Render the stretch of the data that opens with the line containing "Mark a point on each instance of the dry" and closes with the line containing "Target: dry twig on sand" as a JSON list of strings, one per line. Leave out blank lines and pictures.

Provided data:
-.-.-

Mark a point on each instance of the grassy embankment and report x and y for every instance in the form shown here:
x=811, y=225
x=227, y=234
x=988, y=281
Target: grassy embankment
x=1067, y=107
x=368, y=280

-.-.-

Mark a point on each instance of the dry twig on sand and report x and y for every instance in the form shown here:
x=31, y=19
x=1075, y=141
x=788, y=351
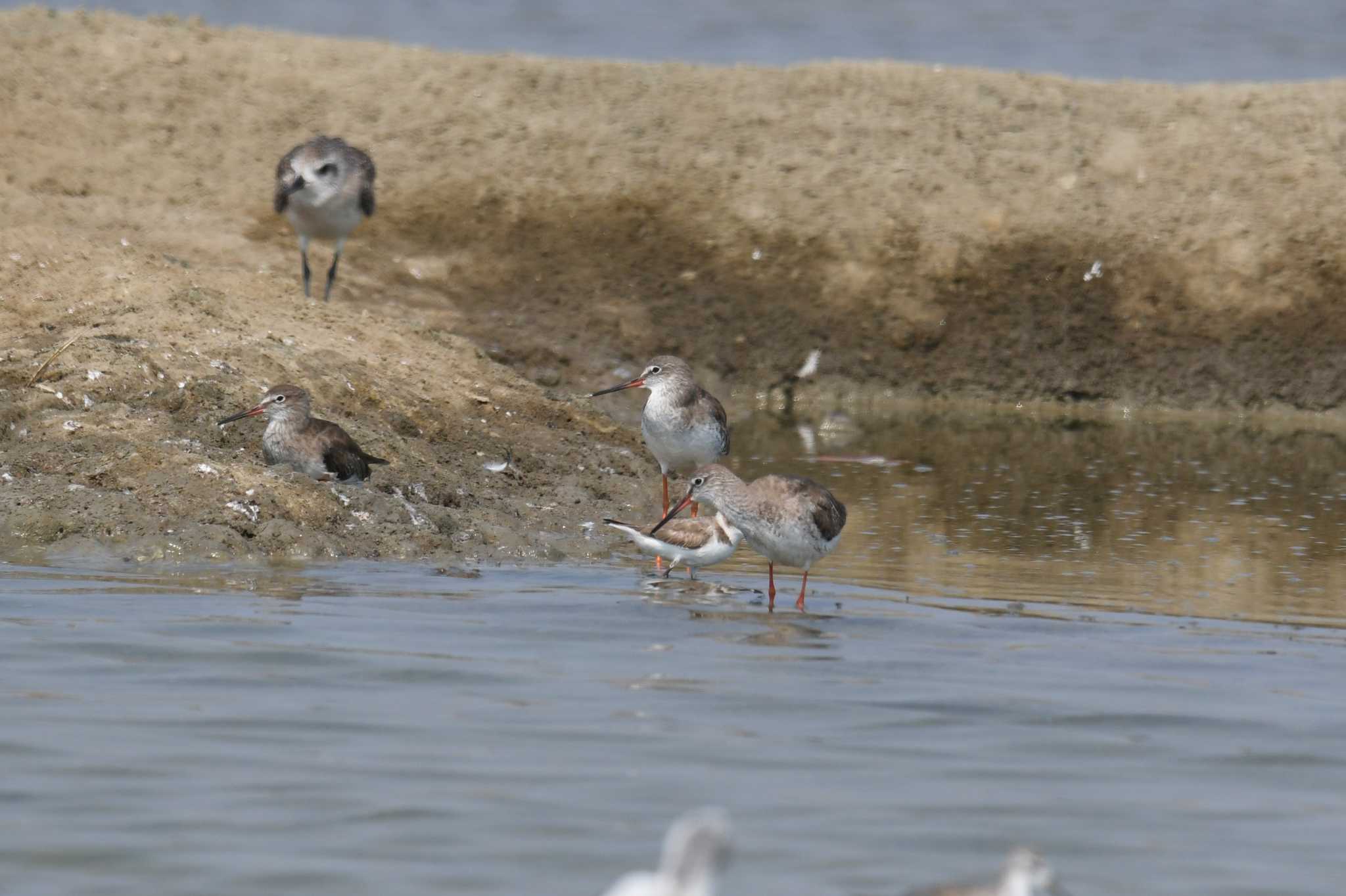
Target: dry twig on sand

-.-.-

Finished exercise:
[
  "Mark a point on each instance of the dry twig on sand and report x and y for every instance in the form shown here:",
  "x=31, y=19",
  "x=1075, y=141",
  "x=788, y=351",
  "Target: dry twig on sand"
]